◆ **Work item**:
Exact copy, no pictures: return only the lines below from the line with "target | striped plate" up to and including the line with "such as <point>549,60</point>".

◆ **Source information**:
=-=-=

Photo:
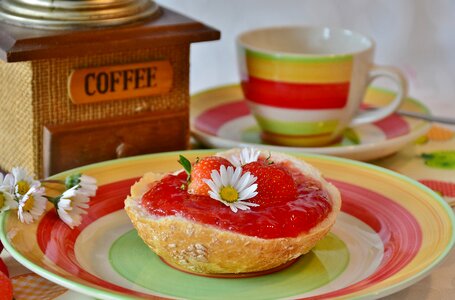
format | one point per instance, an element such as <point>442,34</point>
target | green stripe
<point>297,128</point>
<point>300,58</point>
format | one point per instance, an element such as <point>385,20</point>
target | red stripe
<point>212,119</point>
<point>399,231</point>
<point>296,95</point>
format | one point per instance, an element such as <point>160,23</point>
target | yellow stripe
<point>300,71</point>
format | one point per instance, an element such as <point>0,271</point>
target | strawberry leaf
<point>186,164</point>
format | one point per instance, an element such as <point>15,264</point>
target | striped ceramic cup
<point>305,85</point>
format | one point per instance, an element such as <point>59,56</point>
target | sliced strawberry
<point>6,287</point>
<point>275,183</point>
<point>203,170</point>
<point>445,188</point>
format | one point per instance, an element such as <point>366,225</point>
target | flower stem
<point>53,200</point>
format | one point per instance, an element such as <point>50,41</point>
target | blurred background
<point>418,36</point>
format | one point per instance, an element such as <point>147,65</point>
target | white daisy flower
<point>7,182</point>
<point>86,183</point>
<point>231,188</point>
<point>32,205</point>
<point>22,182</point>
<point>245,156</point>
<point>71,205</point>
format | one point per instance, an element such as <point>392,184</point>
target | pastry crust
<point>204,248</point>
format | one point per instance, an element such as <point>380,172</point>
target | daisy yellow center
<point>22,187</point>
<point>2,200</point>
<point>28,205</point>
<point>229,194</point>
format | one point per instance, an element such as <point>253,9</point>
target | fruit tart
<point>238,211</point>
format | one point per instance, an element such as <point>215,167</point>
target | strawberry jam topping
<point>311,206</point>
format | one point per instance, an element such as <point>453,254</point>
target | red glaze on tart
<point>289,218</point>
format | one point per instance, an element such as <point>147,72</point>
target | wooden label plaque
<point>120,82</point>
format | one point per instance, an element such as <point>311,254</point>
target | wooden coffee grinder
<point>88,81</point>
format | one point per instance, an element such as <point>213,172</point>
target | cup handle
<point>381,113</point>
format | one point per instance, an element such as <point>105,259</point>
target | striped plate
<point>220,118</point>
<point>391,232</point>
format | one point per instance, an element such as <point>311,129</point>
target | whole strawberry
<point>201,170</point>
<point>275,183</point>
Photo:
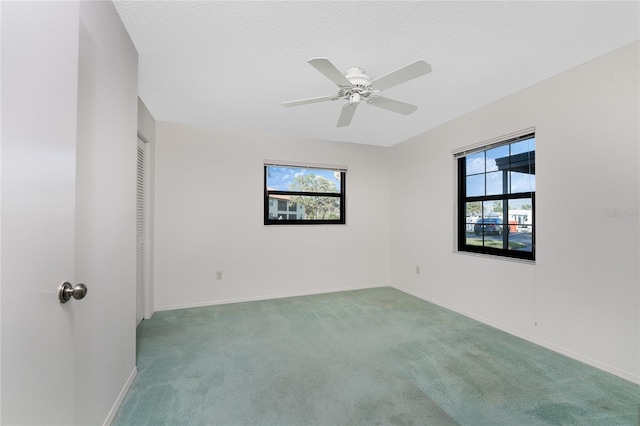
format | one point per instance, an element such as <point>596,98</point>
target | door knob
<point>66,291</point>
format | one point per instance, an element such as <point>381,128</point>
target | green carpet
<point>366,357</point>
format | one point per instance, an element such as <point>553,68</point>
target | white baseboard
<point>266,297</point>
<point>563,351</point>
<point>123,393</point>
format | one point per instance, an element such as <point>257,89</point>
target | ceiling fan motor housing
<point>360,84</point>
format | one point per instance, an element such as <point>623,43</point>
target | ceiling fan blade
<point>347,114</point>
<point>401,75</point>
<point>393,105</point>
<point>330,71</point>
<point>309,101</point>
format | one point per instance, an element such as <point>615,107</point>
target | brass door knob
<point>66,291</point>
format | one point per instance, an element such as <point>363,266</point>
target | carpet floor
<point>366,357</point>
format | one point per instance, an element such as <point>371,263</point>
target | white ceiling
<point>229,64</point>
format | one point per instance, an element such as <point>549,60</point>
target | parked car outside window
<point>488,225</point>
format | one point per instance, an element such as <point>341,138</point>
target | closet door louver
<point>140,235</point>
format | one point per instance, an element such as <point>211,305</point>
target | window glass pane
<point>522,182</point>
<point>523,146</point>
<point>494,183</point>
<point>520,224</point>
<point>492,208</point>
<point>303,179</point>
<point>475,163</point>
<point>496,153</point>
<point>475,185</point>
<point>486,231</point>
<point>317,208</point>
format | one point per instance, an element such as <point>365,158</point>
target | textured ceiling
<point>229,64</point>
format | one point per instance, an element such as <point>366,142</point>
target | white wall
<point>209,217</point>
<point>581,297</point>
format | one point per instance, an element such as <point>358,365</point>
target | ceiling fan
<point>356,86</point>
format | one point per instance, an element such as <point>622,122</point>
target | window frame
<point>341,196</point>
<point>463,199</point>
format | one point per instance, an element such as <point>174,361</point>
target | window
<point>303,194</point>
<point>496,198</point>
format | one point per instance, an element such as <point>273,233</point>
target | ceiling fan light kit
<point>356,86</point>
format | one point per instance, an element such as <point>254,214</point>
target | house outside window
<point>303,194</point>
<point>496,198</point>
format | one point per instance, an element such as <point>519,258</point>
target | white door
<point>67,206</point>
<point>38,211</point>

=-=-=

◆ **Your response**:
target | striped plate
<point>220,118</point>
<point>391,232</point>
format | one point per instance, an element such as <point>311,129</point>
target | whole strawberry
<point>201,170</point>
<point>275,183</point>
Photo:
format | one point per instance, an element such as <point>596,98</point>
target | door knob
<point>66,291</point>
format | one point per instance, an element such as <point>381,128</point>
target | green carpet
<point>366,357</point>
format | one point per instance, an element such as <point>553,68</point>
target | white baseboard
<point>266,297</point>
<point>563,351</point>
<point>123,393</point>
format | one point per instance, an element such as <point>257,89</point>
target | ceiling fan motor housing
<point>360,84</point>
format | one point per instance, an element such as <point>623,43</point>
target | ceiling fan blade
<point>347,114</point>
<point>401,75</point>
<point>393,105</point>
<point>330,71</point>
<point>309,101</point>
format | one point per instance, an element such as <point>615,107</point>
target | brass door knob
<point>66,291</point>
format | one point per instance, an element such as <point>363,266</point>
target | carpet floor
<point>366,357</point>
format | one point per instance, an element such as <point>371,263</point>
target | white ceiling
<point>229,64</point>
format | one point per instance, an element such as <point>549,60</point>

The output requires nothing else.